## START Given data

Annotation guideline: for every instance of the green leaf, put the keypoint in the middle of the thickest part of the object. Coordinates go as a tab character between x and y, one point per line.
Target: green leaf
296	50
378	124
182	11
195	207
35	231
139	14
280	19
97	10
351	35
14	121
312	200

## END Given data

Your goal:
Copy all of the lines above word for word, without changing any of them.

Answer for the task:
Annotation guideline: for every instance of the green leaf, put the keypoint in the middle of the thickest part of the object. Coordinates go as a tab character between x and y, one point per line.
Target: green leaf
296	50
378	124
182	11
195	207
35	231
139	14
280	19
97	10
351	35
14	121
312	200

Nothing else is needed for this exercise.